— BEGIN Entries —
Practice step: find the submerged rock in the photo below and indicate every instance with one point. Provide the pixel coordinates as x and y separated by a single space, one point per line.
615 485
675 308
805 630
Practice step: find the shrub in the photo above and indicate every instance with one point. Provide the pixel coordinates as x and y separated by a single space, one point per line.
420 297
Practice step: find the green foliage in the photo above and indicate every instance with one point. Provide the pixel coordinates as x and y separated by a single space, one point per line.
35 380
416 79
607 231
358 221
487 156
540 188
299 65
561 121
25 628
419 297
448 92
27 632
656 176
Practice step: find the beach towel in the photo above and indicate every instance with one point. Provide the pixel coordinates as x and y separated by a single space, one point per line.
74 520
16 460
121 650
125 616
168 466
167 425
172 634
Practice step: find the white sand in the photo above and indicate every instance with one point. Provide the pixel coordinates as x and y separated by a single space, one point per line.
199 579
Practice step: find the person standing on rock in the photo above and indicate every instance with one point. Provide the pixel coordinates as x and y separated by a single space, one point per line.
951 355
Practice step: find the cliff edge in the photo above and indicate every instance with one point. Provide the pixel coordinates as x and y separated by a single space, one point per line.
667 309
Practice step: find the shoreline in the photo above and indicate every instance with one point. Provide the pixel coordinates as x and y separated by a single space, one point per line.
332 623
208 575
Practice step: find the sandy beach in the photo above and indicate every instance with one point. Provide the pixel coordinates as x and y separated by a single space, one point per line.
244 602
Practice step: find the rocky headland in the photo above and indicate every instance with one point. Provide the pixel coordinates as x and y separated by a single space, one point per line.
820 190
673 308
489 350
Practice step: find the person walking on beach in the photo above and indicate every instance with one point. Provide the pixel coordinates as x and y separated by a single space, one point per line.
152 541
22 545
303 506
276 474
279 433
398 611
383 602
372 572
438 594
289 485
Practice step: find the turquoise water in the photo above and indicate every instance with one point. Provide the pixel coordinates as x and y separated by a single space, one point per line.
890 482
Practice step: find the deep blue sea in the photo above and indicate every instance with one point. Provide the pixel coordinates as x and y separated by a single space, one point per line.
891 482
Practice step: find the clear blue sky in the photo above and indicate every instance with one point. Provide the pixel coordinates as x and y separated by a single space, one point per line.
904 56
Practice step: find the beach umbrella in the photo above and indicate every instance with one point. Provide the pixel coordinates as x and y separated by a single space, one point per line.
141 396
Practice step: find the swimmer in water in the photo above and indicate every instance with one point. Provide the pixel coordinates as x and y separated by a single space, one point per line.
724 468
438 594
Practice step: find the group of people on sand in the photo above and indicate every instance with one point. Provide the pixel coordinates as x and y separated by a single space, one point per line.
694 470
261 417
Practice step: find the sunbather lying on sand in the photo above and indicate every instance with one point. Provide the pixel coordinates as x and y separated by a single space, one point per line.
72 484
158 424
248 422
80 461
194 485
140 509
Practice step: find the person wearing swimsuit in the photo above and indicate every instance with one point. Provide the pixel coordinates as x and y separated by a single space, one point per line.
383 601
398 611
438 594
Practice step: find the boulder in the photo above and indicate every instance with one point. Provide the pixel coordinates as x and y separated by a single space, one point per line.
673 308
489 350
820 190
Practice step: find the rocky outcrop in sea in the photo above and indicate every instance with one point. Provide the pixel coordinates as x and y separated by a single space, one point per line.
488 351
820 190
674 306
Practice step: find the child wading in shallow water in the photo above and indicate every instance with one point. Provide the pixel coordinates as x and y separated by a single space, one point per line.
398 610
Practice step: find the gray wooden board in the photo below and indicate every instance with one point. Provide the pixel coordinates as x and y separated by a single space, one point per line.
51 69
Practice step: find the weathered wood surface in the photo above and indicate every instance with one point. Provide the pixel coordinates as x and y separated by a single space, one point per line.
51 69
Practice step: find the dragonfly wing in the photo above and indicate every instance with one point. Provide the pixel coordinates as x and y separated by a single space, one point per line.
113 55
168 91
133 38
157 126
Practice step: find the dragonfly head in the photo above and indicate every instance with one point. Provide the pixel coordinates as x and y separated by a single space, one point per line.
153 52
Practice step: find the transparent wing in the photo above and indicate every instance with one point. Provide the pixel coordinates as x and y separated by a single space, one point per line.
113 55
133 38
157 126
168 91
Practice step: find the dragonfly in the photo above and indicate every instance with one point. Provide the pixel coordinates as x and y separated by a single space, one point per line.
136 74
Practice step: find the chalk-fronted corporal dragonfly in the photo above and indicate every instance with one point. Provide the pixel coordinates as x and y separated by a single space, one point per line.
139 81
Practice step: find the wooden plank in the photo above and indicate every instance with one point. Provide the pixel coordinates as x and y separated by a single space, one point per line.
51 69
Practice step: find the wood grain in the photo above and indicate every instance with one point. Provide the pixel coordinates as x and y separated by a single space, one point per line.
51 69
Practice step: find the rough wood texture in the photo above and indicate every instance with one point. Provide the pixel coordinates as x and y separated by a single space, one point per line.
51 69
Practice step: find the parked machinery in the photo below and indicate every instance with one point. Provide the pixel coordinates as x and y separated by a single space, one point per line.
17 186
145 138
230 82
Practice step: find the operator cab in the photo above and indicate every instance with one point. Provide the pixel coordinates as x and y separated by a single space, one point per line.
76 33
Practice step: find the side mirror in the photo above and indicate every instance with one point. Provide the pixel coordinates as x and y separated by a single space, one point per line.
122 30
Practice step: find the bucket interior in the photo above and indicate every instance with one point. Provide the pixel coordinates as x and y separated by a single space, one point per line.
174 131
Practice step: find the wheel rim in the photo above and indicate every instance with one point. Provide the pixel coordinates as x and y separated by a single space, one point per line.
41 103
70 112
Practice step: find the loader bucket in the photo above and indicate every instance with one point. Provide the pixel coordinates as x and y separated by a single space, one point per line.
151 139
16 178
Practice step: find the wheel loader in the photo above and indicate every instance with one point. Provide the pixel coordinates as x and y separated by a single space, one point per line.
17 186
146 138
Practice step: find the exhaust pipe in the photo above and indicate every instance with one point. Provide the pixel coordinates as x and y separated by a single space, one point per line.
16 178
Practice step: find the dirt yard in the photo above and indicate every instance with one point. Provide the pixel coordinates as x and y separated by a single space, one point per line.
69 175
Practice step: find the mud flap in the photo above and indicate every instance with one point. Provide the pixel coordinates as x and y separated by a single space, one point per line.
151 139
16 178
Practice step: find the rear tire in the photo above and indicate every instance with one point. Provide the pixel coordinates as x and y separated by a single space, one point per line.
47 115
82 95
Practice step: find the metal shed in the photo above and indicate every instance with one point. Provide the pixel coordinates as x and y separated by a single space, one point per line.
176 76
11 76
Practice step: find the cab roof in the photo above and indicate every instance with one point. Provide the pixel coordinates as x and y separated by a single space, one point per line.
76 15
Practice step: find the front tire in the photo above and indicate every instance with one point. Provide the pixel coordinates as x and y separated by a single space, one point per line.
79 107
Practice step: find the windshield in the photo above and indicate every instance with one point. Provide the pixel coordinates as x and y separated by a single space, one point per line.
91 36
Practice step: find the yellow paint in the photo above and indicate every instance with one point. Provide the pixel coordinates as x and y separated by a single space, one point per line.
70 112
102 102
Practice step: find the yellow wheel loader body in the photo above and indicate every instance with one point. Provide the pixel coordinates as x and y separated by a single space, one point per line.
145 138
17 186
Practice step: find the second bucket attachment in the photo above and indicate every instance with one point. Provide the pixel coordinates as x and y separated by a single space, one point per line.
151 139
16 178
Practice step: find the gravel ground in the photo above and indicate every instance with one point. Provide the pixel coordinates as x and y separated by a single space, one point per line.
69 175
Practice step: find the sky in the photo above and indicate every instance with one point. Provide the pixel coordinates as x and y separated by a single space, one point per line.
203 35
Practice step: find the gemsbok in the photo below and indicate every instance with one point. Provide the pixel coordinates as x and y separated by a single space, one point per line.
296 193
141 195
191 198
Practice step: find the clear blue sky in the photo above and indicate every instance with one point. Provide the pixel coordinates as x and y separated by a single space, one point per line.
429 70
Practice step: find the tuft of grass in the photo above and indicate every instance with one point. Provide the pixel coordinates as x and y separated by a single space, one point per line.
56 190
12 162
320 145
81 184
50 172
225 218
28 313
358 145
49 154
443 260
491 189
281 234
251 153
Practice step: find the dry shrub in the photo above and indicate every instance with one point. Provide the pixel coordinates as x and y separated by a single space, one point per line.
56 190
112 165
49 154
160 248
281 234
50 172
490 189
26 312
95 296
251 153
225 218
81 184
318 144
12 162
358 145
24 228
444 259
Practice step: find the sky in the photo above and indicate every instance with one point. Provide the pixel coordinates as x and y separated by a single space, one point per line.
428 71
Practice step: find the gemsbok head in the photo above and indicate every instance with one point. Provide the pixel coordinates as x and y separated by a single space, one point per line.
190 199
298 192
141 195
— END Entries —
# [Problem statement]
Copy out, unchanged, every line from the one containing "Practice step: find the dry" through the last line of the entries, inclusive.

# [Solved problem]
Practice step: find the dry shrub in the photo above and indicate every instance with one point. Provide the pixel coordinates as x and y separated by a single space, one point per line.
56 190
112 165
49 154
160 248
281 234
50 172
490 189
26 312
95 296
251 153
225 218
81 184
318 144
12 162
358 145
24 228
444 259
Practice step: find the sky in the photo above and indicate every instance with one point. Provide the pixel coordinates as x and y separated by a single space, one point per line.
428 71
Practice step: find the gemsbok head in the photo above and indicate every instance with one point. Provide the pixel coordinates as x and y separated by a single space, one point per line.
190 199
298 192
141 195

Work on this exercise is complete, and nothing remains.